Hi Ralph,
It looks like its time for me to get involved in doing the best I can to explain the ZOTL technology so more people can understand the real issues. It is good that you pasted my patent abstract into your post, and from the complexity of the description, it is easy to see why the ZOTL technology is hard to grasp. In the near future, I hope to write as non-technical an explanation as I can and post it on the Berning web site to help people understand a little better the implications of the patent, and why it works the way it does.
I maintain the term OTL in the description in the patent and in other discussions of the ZOTL because, simply, there is no output transformer in these amplifiers. No such devices are called out in the patent. What are called out in the patent are converter transformers. This is not simply calling one thing by a different name; it really is very different in form and function.
Since it will take me some time to pen an explanation of patent, I will just say for now that the interested person can visit my web site and look for the review of the ZH270 that Chuck Hansen did in Glass Audio some years ago. Chuck is a switching power supply engineer and was able to fully understand the technology and tried to explain it in terms that non-engineers could understand.
But for now, I think that it may be instructive to make some comparisons between your amplifier and my amplifier. When I look at your amplifier, I see that not only is the speaker connected to the tubes, but it is also connected to a pair of floating power supplies. Is it not true that these power supplies have ss rectifiers and transformers in them? Is it fair play now for me to call your transformers output transformers? I would not do that because it is silly. Your transformers operate at a fixed line frequency that has nothing to do with the audio frequency. Likewise, the converter transformers in my ZOTL amplifiers operate at a fixed frequency that has nothing to do with the audio frequency. Remember, also, that the ZOTL amplifiers are dc coupled except for the input stages, where ac coupling may be used to prevent dc from being passed to the speaker. Clearly, this would not be possible if there were output transformers. Likewise, your output and driver sections are dc coupled.

[Pointing records]
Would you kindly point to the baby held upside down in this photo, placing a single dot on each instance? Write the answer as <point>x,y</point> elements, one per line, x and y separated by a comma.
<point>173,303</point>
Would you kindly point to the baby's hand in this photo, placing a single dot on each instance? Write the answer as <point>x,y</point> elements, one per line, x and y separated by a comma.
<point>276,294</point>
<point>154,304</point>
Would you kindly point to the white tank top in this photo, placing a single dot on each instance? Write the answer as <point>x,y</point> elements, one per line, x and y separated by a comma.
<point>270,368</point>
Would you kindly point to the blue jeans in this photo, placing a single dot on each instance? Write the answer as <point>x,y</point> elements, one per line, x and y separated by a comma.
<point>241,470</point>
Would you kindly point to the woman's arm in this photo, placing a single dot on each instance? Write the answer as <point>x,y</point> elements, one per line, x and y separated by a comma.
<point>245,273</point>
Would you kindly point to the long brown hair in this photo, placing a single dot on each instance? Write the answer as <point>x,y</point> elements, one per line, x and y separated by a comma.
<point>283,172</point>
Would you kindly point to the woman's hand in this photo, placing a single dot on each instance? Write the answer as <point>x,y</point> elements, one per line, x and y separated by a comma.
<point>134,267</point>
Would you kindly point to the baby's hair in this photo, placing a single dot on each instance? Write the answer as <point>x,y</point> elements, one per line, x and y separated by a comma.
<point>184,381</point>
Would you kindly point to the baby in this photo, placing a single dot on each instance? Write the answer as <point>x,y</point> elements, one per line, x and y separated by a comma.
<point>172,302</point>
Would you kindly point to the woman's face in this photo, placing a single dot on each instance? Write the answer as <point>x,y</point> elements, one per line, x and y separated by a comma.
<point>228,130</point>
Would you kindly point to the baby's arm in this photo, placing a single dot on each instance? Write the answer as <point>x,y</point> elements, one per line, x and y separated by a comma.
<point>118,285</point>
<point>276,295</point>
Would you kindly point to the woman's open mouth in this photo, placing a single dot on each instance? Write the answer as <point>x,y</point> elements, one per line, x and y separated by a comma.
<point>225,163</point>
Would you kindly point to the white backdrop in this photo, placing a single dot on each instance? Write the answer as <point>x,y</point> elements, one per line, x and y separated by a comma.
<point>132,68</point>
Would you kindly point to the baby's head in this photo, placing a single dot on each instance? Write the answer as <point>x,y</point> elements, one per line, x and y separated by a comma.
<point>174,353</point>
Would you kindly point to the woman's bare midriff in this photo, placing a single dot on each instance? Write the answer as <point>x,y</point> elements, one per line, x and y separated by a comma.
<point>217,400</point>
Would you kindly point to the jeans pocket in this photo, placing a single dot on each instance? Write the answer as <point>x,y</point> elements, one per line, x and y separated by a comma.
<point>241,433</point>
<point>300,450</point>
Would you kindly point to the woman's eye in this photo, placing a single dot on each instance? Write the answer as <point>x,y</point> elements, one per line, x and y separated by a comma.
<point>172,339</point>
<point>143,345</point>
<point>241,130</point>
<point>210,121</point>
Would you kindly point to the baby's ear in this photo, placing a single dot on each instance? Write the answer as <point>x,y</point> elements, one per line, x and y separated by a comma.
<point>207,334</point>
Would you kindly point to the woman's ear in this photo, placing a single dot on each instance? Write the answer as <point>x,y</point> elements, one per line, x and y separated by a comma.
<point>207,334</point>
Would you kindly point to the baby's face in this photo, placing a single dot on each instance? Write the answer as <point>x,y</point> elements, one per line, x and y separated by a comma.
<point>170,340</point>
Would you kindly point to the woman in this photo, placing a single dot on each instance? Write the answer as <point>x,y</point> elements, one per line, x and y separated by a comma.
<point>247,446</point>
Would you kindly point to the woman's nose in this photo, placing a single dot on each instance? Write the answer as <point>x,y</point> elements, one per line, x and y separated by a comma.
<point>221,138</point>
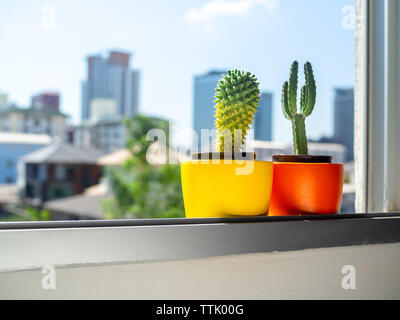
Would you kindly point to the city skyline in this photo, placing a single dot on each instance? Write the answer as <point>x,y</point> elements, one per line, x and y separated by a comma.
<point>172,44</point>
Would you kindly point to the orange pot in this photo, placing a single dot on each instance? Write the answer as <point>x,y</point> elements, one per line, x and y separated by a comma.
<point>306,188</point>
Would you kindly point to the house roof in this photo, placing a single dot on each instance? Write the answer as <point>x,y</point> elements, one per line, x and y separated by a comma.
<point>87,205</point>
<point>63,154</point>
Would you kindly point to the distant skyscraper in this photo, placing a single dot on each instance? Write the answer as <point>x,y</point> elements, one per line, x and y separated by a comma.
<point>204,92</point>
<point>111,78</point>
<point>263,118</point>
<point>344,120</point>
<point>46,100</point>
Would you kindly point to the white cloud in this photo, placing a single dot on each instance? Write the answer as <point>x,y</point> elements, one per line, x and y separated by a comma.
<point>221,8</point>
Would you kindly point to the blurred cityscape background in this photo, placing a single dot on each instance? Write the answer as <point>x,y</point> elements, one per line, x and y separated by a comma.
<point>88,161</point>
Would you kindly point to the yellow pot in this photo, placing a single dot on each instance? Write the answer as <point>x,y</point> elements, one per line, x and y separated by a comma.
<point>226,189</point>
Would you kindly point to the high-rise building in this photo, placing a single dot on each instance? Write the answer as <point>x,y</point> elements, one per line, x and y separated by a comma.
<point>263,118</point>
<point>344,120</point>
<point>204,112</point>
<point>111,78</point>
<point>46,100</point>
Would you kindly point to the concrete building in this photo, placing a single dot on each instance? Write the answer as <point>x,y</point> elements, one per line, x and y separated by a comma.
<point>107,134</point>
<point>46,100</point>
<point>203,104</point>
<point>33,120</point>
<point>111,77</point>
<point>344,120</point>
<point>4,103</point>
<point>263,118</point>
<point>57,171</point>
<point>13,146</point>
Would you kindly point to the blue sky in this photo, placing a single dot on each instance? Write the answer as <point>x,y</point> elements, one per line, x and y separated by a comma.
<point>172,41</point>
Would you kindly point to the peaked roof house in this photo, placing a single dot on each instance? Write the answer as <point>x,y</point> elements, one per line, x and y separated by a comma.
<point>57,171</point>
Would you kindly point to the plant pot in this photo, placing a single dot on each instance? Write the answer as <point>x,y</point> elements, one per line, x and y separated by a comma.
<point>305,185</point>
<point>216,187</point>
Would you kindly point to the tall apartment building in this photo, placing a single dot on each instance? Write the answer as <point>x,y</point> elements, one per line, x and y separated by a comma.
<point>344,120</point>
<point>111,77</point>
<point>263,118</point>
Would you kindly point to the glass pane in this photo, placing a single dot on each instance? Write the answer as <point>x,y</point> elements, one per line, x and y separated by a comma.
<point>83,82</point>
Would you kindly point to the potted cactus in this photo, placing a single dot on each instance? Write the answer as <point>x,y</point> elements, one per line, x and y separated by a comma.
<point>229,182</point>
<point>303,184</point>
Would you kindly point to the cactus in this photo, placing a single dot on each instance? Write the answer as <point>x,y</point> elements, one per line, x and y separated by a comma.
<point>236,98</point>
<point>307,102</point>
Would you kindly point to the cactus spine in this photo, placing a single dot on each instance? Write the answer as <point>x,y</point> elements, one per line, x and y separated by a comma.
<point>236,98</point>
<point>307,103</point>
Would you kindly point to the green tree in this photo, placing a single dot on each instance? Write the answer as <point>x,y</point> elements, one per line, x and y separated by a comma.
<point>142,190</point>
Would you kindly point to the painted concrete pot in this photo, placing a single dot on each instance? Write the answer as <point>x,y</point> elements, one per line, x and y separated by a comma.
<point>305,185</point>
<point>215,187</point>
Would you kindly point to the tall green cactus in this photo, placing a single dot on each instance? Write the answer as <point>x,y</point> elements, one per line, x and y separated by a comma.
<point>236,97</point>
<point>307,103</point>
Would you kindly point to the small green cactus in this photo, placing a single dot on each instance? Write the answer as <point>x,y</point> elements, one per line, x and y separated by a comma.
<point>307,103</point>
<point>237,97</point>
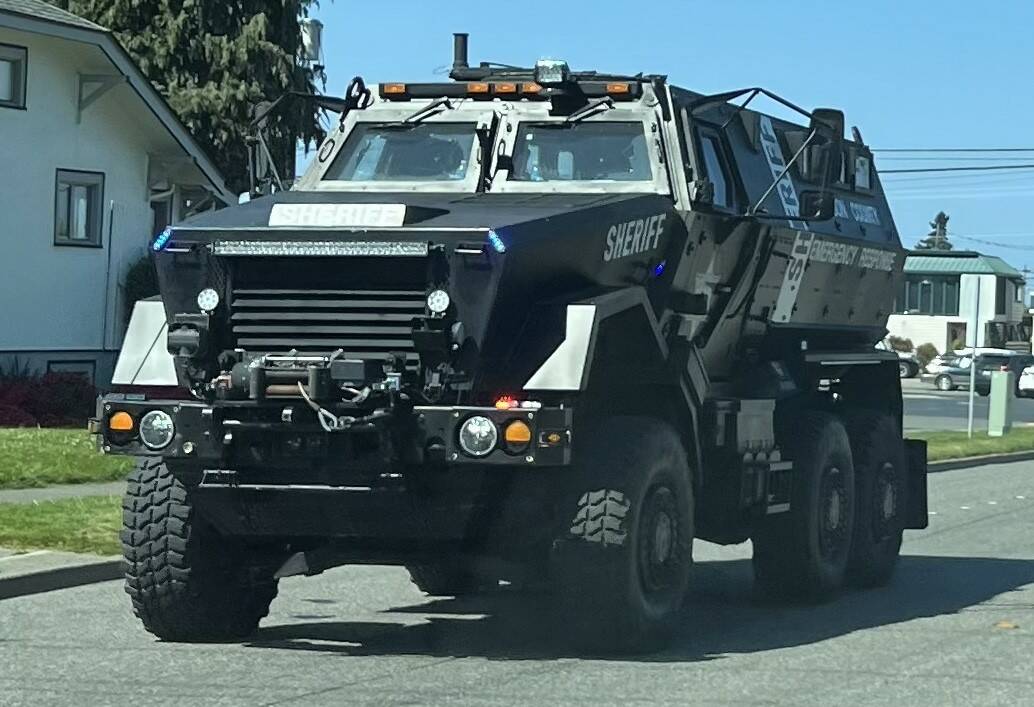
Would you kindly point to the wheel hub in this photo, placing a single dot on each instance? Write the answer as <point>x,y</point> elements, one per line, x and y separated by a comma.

CHALLENGES:
(1) Reproduce everything in the ZOTL post from "I maintain the" down to "form and function.", with "converter transformers" replaced by "switching transformers".
(2) Using the ZOTL post, answer these questions:
(a) Where does the writer hope to post a non-technical explanation?
(b) Who wrote the review of the ZH270 in Glass Audio?
(c) At what kind of frequency do the converter transformers in the ZOTL amplifiers operate?

ANSWERS BY TASK:
(1)
I maintain the term OTL in the description in the patent and in other discussions of the ZOTL because, simply, there is no output transformer in these amplifiers. No such devices are called out in the patent. What are called out in the patent are switching transformers. This is not simply calling one thing by a different name; it really is very different in form and function.

(2)
(a) On the Berning web site.
(b) Chuck Hansen.
(c) A fixed frequency that has nothing to do with the audio frequency.